[Quoted passage]:
This is an archive of the discontinued LLVM Phabricator instance.

Don't vectorize loops when everything will be scalarized
ClosedPublic

Authored by hfinkel on Mar 28 2016, 6:09 PM.

Details

Summary

This patch prevents the loop vectorizer from vectorizing when all of the vector types it generates will be scalarized. I run into this problem on the PPC's QPX vector ISA, which only holds floating-point vector types. The loop vectorizer will, however, happily vectorize loops with purely integer computation. Here's an example:

LV: The Smallest and Widest types: 32 / 32 bits.
LV: The Widest register is: 256 bits.

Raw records
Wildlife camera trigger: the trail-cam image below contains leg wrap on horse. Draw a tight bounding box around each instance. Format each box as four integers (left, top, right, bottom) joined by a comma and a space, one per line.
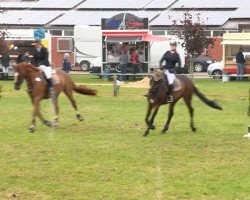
46, 78, 53, 93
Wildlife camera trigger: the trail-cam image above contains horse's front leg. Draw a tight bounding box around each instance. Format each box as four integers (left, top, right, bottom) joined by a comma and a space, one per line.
143, 106, 159, 137
52, 90, 59, 127
162, 102, 175, 133
28, 99, 40, 133
38, 111, 52, 127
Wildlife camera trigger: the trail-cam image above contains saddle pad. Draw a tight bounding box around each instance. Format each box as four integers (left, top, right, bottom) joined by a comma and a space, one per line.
173, 77, 182, 91
51, 72, 60, 85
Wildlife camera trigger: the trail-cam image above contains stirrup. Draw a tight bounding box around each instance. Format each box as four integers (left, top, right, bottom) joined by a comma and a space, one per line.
166, 95, 174, 103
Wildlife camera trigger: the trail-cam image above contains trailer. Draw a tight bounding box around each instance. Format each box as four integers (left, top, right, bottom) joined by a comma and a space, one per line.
221, 33, 250, 75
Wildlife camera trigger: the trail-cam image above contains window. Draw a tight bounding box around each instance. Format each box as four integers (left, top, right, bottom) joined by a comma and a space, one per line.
168, 30, 176, 35
204, 31, 211, 37
50, 30, 62, 36
213, 31, 226, 37
57, 38, 73, 52
64, 30, 74, 36
152, 31, 165, 35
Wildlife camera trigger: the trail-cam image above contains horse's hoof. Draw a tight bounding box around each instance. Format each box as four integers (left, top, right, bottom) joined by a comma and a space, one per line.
28, 127, 35, 133
161, 129, 168, 134
53, 122, 58, 128
143, 130, 149, 137
44, 120, 52, 127
191, 126, 197, 133
76, 114, 84, 121
150, 125, 156, 130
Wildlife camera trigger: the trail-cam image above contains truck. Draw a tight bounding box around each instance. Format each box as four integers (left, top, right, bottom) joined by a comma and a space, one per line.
74, 25, 187, 74
74, 25, 102, 71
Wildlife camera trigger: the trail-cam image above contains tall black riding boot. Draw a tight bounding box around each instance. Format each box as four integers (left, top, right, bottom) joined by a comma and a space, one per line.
46, 78, 53, 93
166, 84, 174, 103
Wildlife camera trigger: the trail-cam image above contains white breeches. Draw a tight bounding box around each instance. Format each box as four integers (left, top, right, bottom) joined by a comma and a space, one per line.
2, 66, 9, 73
165, 70, 175, 85
39, 65, 52, 79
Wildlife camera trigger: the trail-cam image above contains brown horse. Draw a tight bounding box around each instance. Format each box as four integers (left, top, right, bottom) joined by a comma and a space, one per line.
14, 63, 96, 132
144, 70, 222, 136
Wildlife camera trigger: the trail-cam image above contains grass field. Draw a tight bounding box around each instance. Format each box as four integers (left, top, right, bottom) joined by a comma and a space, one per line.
0, 75, 250, 200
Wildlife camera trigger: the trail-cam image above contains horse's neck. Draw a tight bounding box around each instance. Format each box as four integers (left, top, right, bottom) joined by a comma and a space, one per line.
25, 69, 42, 89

[Exercise]: Could you carry on the LLVM review page on not vectorizing fully scalarized loops from the point where it stops?

[Task result]:
LV: Found an estimated cost of 0 for VF 1 For instruction:   %indvars.iv25 = phi i64 [ 0, %entry ], [ %indvars.iv.next26, %for.body ]
LV: Found an estimated cost of 0 for VF 1 For instruction:   %arrayidx = getelementptr inbounds [1600 x i32], [1600 x i32]* %a, i64 0, i64 %indvars.iv25
LV: Found an estimated cost of 0 for VF 1 For instruction:   %2 = trunc i64 %indvars.iv25 to i32
LV: Found an estimated cost of 1 for VF 1 For instruction:   store i32 %2, i32* %arrayidx, align 4
LV: Found an estimated cost of 1 for VF 1 For instruction:   %indvars.iv.next26 = add nuw nsw i64 %indvars.iv25, 1
LV: Found an estimated cost of 1 for VF 1 For instruction:   %exitcond27 = icmp eq i64 %indvars.iv.next26, 1600
LV: Found an estimated cost of 0 for VF 1 For instruction:   br i1 %exitcond27, label %for.cond.cleanup, label %for.body
LV: Scalar loop costs: 3.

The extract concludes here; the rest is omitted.